#### Teks Dokumen ####
JAKARTA (Pos Sore) — Ketua Bidang Hutan Tanaman Industri (HTI) Asosiasi Pengusaha Hutan Indonesia (APHI) Nana Suparna menyambut positif kebijakan pemerintah yang akan menyerahkan perizinan pengelolaan hutan kepada Kesatuan Pengelolaan Hutan (KPH).
“Dengan demikian nantinya bisnis kehutanan lebih praktis karena cukup berhubungan dengan KPH,” katanya, pekan ini.
Namun Nana meminta pemerintah lebih mengoptimalkan sosialisasi pembentukan KPH tersebut. Pasalnya, lanjut dia, di daerah masih banyak yang menilai KPH ini sebagai cost center alias timbulkan beban ekonomi tambahan.
“Dengan demikian nantinya bisnis kehutanan lebih praktis karena cukup berhubungan dengan KPH.”
####
▸ Ketentuan Tugas:
1. Kembalikan sebagian berita tentang Kesatuan Pengelolaan Hutan tanpa perubahan apa pun, mulai dari kata yang memuat "Namun Nana meminta" dan berhenti setelah "beban ekonomi tambahan.".
2. Ringkas berita tentang Kesatuan Pengelolaan Hutan di atas dalam dua kalimat.
#### Cuplikan Dataset ####
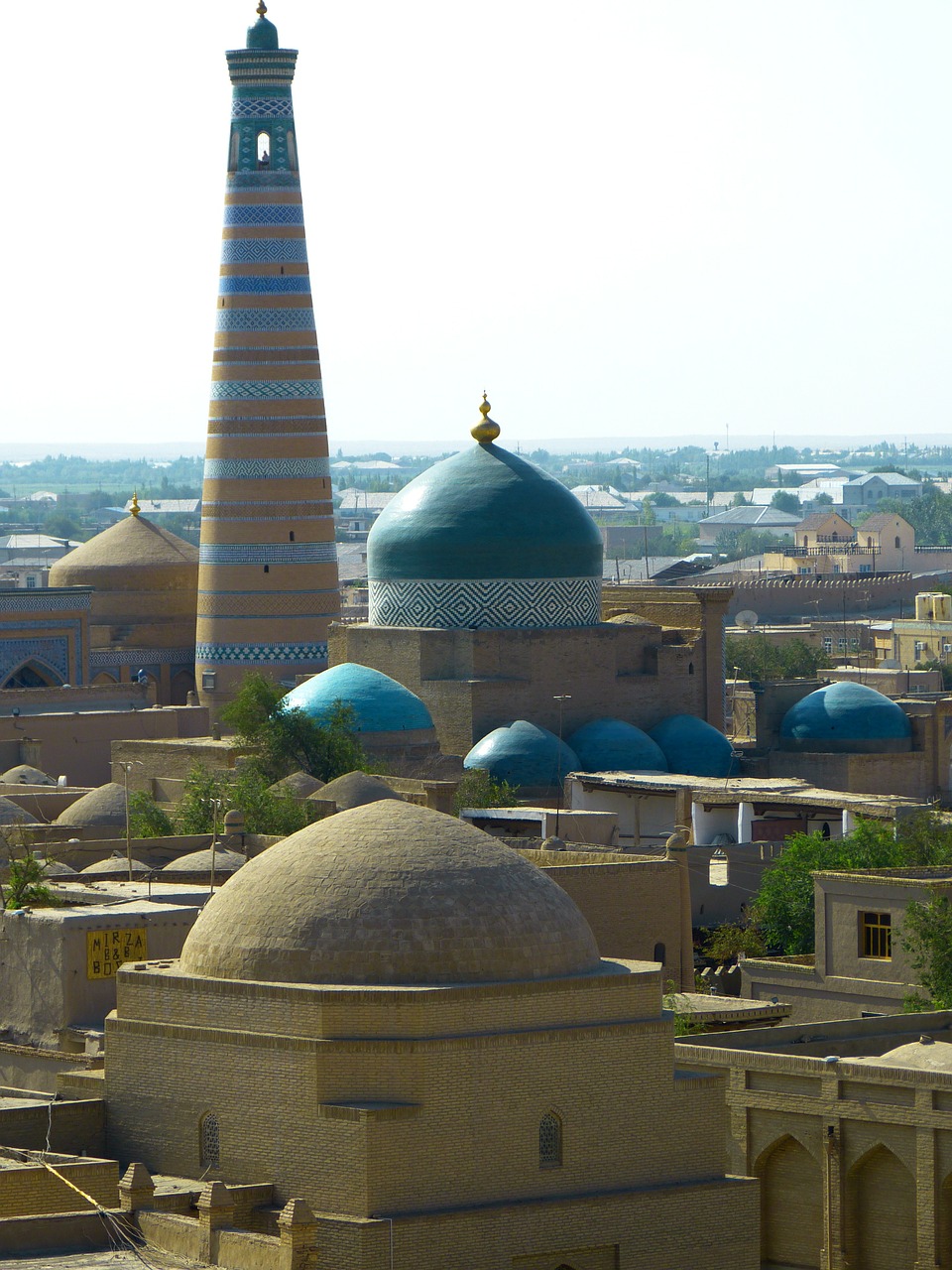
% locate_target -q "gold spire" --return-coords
[470,391,499,445]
####
▸ Jawaban Tertulis:
1.
Namun Nana meminta pemerintah lebih mengoptimalkan sosialisasi pembentukan KPH tersebut. Pasalnya, lanjut dia, di daerah masih banyak yang menilai KPH ini sebagai cost center alias timbulkan beban ekonomi tambahan.

2. Nana Suparna, Ketua Bidang Hutan Tanaman Industri APHI, menyambut positif kebijakan pemerintah menyerahkan perizinan pengelolaan hutan kepada KPH karena bisnis kehutanan akan lebih praktis. Namun ia meminta pemerintah mengoptimalkan sosialisasi pembentukan KPH, sebab di daerah masih banyak yang menilai KPH sebagai cost center yang menimbulkan beban ekonomi tambahan.